For the entries below, the expected answer is the line with "Query: dark bob haircut", the line with "[ ] a keypoint on each instance of the sculpture's shoulder", and every line between them, exactly as written, and nothing more.

Point-per-instance localization data:
========
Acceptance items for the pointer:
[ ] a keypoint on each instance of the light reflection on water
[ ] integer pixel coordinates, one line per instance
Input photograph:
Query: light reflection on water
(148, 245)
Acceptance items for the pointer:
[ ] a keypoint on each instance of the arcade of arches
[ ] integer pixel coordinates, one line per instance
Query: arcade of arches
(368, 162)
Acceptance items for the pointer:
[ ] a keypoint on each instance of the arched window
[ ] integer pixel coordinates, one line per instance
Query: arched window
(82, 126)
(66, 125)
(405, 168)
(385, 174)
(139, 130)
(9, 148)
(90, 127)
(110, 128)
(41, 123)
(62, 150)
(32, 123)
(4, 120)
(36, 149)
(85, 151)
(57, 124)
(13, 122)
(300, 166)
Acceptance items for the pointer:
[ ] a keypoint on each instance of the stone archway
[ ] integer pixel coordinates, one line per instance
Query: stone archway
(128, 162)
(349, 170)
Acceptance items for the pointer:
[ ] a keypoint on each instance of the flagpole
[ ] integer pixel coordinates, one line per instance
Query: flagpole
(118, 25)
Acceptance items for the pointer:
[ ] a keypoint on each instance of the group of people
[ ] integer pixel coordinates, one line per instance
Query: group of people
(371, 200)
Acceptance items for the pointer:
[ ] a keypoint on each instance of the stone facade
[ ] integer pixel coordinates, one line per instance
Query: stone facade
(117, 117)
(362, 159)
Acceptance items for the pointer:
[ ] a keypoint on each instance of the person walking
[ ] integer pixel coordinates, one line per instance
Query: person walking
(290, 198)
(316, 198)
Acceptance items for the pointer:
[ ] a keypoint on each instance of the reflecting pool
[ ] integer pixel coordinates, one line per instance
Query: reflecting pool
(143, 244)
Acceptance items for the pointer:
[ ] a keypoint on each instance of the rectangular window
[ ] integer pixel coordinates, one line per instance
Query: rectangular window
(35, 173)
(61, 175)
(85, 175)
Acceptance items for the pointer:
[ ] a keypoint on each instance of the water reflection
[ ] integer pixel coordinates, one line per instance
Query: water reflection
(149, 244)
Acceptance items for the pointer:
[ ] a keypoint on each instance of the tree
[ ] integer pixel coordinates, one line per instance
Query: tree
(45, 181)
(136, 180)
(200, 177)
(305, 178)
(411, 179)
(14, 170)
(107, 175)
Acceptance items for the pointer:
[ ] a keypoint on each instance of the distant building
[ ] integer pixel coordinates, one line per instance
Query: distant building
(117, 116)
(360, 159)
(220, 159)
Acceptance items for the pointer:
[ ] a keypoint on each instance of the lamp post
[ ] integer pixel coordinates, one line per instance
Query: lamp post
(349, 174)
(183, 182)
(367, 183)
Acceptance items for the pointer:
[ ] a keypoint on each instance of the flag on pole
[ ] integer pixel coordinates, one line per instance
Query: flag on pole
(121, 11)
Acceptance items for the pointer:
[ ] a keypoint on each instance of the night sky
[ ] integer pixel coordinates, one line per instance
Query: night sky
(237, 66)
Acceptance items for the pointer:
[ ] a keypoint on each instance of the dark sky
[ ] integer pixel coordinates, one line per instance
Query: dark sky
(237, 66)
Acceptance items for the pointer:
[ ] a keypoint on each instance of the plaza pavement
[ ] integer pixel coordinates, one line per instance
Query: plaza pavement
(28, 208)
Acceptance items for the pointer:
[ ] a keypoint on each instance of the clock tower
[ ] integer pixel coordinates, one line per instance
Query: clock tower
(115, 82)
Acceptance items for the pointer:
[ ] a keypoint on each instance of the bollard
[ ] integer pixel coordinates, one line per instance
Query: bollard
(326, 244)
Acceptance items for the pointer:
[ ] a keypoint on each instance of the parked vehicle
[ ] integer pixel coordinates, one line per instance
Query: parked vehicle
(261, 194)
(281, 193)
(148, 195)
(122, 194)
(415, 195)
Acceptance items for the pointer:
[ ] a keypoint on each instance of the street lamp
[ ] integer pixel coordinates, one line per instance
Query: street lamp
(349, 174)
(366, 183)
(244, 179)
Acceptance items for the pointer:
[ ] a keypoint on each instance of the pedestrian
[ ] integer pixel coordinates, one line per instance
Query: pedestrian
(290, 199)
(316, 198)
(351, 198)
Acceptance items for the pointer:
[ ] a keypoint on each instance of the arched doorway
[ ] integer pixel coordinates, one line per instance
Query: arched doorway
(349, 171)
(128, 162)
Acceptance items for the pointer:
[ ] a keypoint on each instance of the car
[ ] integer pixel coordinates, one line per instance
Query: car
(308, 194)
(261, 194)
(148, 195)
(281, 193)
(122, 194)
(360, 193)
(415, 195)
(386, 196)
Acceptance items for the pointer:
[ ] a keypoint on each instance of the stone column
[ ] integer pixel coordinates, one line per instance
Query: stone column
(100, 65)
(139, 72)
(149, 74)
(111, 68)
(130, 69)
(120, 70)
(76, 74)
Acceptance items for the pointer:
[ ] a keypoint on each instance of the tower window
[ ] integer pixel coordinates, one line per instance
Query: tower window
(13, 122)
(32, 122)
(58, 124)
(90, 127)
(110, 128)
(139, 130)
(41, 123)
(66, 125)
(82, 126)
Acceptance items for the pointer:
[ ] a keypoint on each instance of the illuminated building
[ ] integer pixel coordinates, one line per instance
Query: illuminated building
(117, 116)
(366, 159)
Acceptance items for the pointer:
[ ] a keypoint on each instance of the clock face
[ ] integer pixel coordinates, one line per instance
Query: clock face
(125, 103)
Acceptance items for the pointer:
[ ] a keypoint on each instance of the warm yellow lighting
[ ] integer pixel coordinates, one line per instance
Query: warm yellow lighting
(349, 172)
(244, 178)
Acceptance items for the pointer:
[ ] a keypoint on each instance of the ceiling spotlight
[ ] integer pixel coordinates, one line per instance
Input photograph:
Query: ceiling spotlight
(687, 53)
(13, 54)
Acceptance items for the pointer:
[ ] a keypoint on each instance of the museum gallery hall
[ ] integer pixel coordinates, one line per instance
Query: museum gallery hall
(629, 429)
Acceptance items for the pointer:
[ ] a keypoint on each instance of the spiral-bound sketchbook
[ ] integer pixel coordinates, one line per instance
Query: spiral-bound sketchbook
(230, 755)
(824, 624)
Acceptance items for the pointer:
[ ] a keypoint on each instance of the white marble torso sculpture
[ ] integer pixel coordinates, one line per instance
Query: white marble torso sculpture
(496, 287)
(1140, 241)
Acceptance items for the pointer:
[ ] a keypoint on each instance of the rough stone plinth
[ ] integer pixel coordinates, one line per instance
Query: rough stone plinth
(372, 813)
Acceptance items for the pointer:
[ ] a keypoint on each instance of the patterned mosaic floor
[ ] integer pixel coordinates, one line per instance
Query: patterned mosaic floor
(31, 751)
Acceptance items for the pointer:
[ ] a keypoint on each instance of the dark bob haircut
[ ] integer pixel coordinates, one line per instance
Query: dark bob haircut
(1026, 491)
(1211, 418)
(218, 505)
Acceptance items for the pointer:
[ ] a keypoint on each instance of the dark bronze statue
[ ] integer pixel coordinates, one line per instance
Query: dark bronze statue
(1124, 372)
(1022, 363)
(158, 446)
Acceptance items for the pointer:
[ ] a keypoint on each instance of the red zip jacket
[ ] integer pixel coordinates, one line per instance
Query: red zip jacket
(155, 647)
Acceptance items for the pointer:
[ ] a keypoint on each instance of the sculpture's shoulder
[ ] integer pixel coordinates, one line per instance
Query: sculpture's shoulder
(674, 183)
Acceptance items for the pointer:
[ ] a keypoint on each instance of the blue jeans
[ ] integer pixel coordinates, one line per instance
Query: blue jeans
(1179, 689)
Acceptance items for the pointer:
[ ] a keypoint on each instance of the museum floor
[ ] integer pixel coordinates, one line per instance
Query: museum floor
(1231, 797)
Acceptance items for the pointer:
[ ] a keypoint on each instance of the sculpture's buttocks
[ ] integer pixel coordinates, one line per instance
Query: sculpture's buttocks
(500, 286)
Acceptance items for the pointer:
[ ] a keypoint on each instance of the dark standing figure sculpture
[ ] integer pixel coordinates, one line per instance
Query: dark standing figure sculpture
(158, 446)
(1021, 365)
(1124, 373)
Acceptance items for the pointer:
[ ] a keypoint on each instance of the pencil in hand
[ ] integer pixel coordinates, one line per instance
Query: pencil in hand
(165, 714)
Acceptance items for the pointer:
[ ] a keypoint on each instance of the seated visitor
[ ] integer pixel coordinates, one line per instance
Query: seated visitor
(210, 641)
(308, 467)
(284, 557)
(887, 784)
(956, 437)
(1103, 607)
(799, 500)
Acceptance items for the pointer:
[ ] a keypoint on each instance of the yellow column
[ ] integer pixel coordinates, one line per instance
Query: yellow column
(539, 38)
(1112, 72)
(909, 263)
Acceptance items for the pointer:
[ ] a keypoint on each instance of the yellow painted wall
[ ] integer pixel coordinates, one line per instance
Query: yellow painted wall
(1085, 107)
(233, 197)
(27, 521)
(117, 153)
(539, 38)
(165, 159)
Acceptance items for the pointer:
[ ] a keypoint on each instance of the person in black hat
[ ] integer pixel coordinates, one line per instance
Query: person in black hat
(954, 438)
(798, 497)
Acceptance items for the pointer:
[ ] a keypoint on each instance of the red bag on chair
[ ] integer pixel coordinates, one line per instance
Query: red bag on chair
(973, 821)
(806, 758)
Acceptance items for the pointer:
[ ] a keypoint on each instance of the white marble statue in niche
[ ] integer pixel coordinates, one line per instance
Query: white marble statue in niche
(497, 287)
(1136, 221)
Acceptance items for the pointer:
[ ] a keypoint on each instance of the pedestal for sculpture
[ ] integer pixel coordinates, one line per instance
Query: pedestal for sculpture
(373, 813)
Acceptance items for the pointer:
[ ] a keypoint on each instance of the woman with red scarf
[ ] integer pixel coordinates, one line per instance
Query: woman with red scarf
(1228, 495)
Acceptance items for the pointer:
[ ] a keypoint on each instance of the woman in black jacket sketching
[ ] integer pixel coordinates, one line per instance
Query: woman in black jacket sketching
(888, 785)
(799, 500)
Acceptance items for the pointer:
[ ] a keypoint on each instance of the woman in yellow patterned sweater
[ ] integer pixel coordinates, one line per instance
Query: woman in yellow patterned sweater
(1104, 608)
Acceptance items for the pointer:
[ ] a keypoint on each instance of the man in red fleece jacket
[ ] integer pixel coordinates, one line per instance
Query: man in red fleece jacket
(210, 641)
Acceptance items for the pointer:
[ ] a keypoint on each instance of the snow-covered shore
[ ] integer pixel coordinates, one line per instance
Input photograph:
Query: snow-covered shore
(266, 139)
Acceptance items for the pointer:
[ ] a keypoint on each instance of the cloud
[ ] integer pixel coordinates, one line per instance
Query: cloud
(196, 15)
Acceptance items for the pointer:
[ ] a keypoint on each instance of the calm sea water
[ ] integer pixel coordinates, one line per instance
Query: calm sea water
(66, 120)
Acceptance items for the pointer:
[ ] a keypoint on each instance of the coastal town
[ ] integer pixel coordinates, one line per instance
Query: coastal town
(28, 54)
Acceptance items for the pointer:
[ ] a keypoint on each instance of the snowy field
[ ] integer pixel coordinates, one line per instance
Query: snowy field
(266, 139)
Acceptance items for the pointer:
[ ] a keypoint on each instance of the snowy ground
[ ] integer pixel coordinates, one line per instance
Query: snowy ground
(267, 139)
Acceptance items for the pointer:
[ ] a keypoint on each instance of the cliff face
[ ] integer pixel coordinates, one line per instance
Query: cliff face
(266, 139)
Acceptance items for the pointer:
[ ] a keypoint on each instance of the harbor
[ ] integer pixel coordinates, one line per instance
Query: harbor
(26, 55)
========
### RESPONSE FOR THIS EXERCISE
Query: dark bob haircut
(1026, 491)
(1211, 418)
(218, 505)
Acceptance items for the pointer:
[ ] a keypoint on each instance of the dark bronze statue
[ ] integer pixel coordinates, one line per instance
Query: dark bronze statue
(1124, 372)
(1022, 363)
(158, 446)
Acceptance items for the pointer:
[ ] a keypoint on each instance of the red zip jacket
[ ] integer pixel coordinates, one line per instance
Query: red zip jacket
(155, 647)
Acceptance items for the pointer:
[ ] a keypoint on each instance of the sculpture's shoulder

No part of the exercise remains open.